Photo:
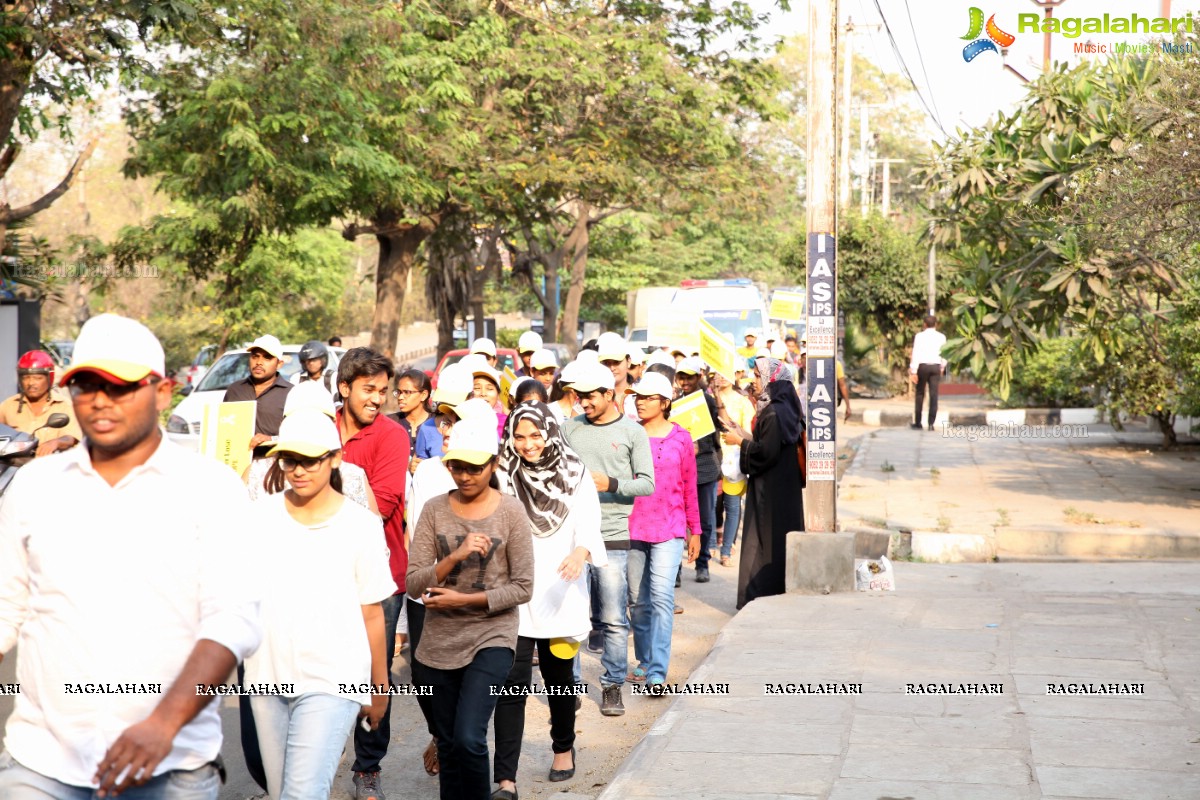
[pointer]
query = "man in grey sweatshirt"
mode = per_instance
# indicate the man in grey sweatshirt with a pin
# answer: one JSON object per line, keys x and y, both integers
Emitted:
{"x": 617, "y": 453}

* * *

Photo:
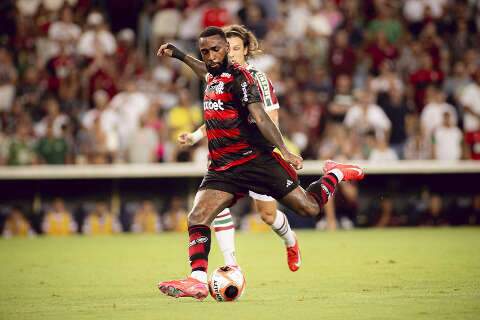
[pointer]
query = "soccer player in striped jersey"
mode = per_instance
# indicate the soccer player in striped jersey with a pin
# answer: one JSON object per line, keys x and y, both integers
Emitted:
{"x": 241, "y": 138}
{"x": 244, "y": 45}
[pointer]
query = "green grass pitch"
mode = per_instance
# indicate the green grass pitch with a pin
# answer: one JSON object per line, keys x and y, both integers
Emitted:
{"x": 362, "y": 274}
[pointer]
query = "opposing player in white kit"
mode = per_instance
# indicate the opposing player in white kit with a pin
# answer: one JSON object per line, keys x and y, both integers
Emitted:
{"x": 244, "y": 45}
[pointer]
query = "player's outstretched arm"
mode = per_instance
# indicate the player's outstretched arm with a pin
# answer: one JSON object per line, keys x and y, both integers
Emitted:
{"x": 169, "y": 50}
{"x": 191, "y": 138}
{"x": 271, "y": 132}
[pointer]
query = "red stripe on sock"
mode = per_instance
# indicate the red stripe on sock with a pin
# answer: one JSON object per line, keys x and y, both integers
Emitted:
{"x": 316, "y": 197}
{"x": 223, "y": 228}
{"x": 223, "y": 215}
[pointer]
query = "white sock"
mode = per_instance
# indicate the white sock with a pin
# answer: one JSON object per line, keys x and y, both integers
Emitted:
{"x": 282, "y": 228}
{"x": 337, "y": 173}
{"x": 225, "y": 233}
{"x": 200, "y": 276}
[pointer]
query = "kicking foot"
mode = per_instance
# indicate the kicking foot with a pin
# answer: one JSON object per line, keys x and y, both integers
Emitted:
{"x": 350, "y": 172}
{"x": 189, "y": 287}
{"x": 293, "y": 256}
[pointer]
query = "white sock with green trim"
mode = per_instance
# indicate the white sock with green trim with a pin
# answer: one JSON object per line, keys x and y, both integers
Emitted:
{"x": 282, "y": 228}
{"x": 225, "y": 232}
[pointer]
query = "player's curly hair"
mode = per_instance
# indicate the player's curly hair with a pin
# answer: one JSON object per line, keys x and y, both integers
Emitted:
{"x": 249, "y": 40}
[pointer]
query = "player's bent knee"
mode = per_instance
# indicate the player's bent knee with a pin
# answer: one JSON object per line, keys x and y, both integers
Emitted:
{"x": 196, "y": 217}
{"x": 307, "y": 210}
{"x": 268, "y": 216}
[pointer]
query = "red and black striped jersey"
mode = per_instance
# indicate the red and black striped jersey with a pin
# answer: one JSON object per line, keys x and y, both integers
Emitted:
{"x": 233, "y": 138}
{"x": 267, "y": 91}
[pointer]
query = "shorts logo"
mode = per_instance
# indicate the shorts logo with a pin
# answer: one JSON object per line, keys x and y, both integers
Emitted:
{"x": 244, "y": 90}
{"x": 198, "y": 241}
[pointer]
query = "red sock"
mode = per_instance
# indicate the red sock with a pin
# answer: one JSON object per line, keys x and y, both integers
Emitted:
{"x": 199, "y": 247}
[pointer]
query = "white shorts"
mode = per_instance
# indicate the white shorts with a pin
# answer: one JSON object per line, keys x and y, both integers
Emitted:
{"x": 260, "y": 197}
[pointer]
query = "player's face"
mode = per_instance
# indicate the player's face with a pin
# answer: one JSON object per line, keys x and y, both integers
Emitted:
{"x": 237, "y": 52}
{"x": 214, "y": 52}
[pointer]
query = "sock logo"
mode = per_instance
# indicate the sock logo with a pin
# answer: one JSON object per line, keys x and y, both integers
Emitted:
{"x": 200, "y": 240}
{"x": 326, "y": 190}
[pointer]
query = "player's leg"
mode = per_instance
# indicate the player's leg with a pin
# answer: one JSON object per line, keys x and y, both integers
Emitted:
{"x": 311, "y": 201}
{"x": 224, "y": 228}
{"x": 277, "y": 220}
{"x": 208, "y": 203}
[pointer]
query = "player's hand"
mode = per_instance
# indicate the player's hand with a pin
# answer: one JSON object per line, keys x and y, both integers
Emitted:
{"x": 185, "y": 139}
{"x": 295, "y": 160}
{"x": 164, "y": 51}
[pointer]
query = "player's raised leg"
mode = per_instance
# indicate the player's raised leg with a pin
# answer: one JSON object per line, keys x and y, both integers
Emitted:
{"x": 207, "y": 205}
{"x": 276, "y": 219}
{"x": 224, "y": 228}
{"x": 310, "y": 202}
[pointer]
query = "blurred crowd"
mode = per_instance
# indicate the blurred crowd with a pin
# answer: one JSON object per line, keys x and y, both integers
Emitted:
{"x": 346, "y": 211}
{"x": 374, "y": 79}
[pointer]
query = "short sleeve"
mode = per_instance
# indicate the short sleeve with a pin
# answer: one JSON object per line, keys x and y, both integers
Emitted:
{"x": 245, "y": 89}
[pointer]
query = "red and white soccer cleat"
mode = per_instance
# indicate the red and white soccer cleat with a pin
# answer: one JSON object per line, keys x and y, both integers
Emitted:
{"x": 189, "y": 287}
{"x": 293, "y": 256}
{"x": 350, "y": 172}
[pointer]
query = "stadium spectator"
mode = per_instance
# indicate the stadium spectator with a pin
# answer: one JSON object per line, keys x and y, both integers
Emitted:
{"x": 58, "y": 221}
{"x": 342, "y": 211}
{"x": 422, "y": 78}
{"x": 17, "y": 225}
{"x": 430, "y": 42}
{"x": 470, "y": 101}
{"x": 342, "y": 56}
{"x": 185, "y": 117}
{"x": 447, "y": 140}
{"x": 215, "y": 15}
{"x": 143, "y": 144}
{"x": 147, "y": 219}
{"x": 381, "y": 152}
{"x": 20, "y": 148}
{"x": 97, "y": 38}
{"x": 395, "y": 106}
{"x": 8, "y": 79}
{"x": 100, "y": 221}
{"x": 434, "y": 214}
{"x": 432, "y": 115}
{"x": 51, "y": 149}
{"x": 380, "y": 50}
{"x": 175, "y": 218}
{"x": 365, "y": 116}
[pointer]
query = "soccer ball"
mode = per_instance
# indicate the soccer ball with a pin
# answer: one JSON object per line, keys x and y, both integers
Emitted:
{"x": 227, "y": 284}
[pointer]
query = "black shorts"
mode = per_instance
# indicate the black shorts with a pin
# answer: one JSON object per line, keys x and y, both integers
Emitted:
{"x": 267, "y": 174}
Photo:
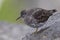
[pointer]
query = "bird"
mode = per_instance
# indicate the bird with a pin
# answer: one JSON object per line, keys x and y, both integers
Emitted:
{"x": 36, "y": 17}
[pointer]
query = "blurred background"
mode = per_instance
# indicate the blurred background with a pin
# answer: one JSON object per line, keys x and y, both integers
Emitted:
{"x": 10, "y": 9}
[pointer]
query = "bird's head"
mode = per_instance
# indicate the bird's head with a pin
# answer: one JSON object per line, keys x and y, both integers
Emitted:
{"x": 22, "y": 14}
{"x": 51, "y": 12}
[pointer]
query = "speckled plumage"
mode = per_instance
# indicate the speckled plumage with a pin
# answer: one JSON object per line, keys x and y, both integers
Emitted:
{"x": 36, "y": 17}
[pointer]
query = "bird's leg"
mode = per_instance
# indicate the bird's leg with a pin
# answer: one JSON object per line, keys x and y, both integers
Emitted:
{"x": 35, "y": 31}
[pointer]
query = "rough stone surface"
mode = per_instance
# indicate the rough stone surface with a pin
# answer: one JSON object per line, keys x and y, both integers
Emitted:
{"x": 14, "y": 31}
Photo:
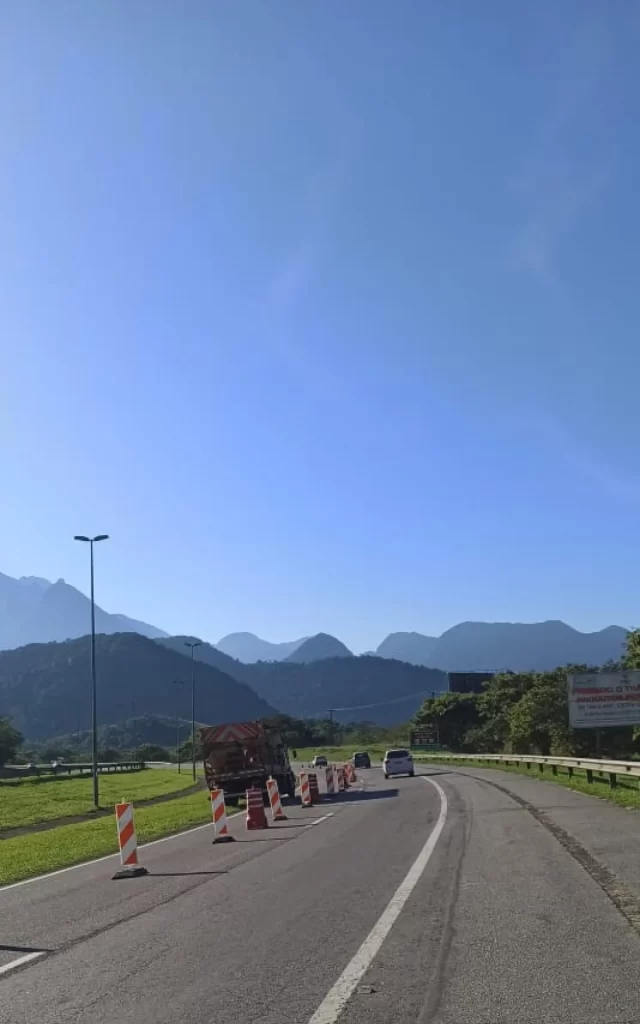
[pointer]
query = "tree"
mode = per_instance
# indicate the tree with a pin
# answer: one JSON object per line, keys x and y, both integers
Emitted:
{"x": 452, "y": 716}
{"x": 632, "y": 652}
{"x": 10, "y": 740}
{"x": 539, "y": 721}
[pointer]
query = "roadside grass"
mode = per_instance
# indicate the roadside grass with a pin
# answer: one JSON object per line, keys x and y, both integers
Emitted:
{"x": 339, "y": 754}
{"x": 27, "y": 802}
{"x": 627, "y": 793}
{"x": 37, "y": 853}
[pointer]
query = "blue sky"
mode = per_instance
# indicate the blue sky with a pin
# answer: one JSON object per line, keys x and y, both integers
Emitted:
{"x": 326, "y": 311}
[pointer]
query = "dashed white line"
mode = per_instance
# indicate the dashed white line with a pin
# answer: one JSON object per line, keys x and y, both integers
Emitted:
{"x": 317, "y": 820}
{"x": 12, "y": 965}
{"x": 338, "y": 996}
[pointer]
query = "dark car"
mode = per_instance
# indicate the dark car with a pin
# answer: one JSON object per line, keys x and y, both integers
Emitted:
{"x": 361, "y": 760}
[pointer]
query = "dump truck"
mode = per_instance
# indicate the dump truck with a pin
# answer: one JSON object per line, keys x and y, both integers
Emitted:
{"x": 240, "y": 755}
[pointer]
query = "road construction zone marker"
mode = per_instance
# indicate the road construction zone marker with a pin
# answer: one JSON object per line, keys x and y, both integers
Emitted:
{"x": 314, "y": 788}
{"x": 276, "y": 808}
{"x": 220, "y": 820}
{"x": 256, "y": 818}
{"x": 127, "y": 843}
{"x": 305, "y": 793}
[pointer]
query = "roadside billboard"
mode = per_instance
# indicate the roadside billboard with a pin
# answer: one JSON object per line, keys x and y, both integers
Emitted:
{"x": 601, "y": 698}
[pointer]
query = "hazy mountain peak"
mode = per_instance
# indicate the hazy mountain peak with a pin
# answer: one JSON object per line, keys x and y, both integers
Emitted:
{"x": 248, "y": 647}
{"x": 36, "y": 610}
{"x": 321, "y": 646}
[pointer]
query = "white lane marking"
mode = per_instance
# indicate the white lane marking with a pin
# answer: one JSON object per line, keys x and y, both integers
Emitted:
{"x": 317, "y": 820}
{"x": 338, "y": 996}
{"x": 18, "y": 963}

◆ ABOUT THIS TASK:
Take every line above that includes "zone" and list it.

◆ RESULT OF THIS EXERCISE:
query = "road construction zone marker"
# indicate the road construction zone marker with a pin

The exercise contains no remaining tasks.